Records
━━━━━━━━━━━━━━━━━━━━
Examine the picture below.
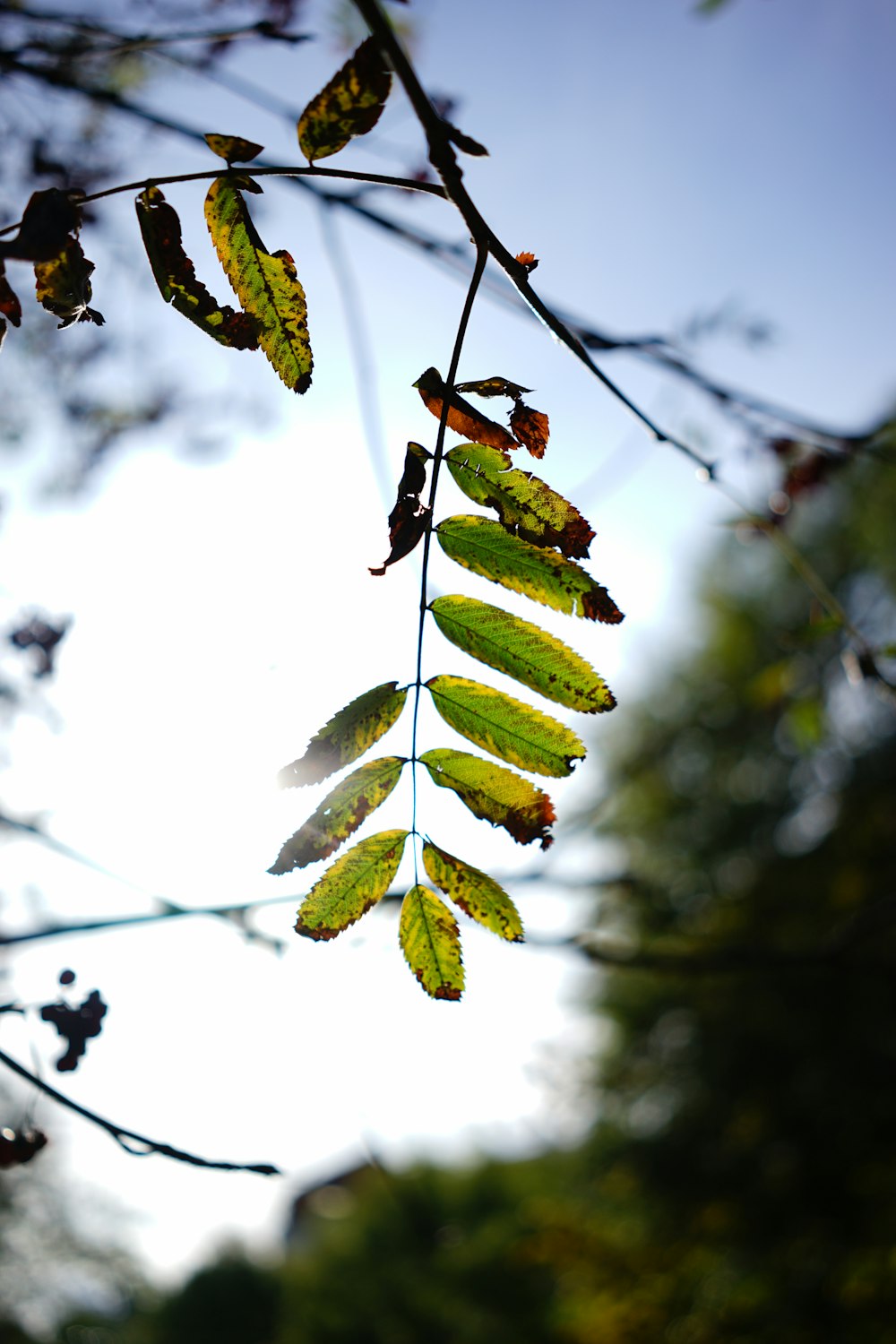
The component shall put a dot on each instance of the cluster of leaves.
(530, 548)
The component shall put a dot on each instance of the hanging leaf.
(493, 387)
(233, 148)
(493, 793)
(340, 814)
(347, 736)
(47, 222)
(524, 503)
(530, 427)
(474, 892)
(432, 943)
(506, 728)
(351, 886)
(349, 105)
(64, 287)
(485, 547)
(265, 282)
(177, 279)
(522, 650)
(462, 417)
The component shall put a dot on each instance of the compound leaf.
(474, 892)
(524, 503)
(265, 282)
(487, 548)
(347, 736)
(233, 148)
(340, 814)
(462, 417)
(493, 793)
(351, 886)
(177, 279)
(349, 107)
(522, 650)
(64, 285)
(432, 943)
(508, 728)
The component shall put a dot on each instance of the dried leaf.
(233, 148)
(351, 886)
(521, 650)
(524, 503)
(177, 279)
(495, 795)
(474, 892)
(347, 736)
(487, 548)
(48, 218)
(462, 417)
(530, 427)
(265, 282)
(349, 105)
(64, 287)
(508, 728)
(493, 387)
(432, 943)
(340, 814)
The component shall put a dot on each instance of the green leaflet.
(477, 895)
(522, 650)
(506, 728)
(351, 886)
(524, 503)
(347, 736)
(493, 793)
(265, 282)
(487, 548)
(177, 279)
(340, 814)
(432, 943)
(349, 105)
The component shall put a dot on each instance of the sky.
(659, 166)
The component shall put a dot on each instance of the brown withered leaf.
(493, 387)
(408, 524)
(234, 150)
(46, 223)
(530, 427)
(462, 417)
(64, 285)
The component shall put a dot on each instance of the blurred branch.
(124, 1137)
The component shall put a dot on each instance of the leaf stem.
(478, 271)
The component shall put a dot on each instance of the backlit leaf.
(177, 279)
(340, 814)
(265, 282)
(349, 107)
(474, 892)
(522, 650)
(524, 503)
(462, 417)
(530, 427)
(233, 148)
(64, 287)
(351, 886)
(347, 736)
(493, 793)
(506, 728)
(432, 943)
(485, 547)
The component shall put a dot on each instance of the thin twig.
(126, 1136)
━━━━━━━━━━━━━━━━━━━━
• [REQUIRED TASK] Extract every line of the records above and reproduce each one word for word. Leave the pictures out of your answer.

• [TASK ANSWER]
Examine the picture below.
The component shall put a dot on each instance of the cluster of leaves.
(530, 548)
The component shall put a dot on each instance of the hanging leaf.
(493, 387)
(233, 148)
(493, 793)
(340, 814)
(347, 736)
(47, 222)
(524, 503)
(530, 427)
(474, 892)
(432, 943)
(506, 728)
(351, 886)
(349, 105)
(64, 287)
(485, 547)
(265, 282)
(177, 279)
(522, 650)
(462, 417)
The component shall put a dot on each instance of the compound leaf.
(474, 892)
(524, 503)
(265, 282)
(487, 548)
(347, 736)
(233, 148)
(340, 814)
(462, 417)
(493, 793)
(351, 886)
(177, 279)
(349, 107)
(522, 650)
(64, 285)
(432, 943)
(508, 728)
The component shall put a dot on each instance of the dried leaf.
(233, 148)
(351, 886)
(521, 650)
(524, 503)
(177, 279)
(495, 795)
(474, 892)
(347, 736)
(487, 548)
(48, 218)
(462, 417)
(530, 427)
(265, 282)
(349, 105)
(64, 287)
(508, 728)
(493, 387)
(432, 943)
(340, 814)
The component shall put a dot on each instance of the green leaflet.
(477, 895)
(522, 650)
(506, 728)
(351, 886)
(524, 503)
(347, 736)
(493, 793)
(265, 282)
(487, 548)
(177, 279)
(340, 814)
(432, 943)
(349, 105)
The component shall put a dot on each instance of the sky.
(659, 166)
The component shall put a dot on each instance of the brown withered leaf.
(493, 387)
(408, 524)
(234, 150)
(46, 223)
(530, 427)
(462, 417)
(64, 285)
The component shall put a dot on each instance of the blurred branch.
(124, 1137)
The component shall put a dot on each instance of the leaf stem.
(478, 271)
The component shall put a dot on each instance of the backlit leaf.
(177, 279)
(340, 814)
(265, 282)
(349, 107)
(474, 892)
(522, 650)
(524, 503)
(462, 417)
(530, 427)
(233, 148)
(64, 287)
(351, 886)
(347, 736)
(493, 793)
(506, 728)
(432, 943)
(485, 547)
The component shall put a dot on each instance of the thin twig.
(126, 1136)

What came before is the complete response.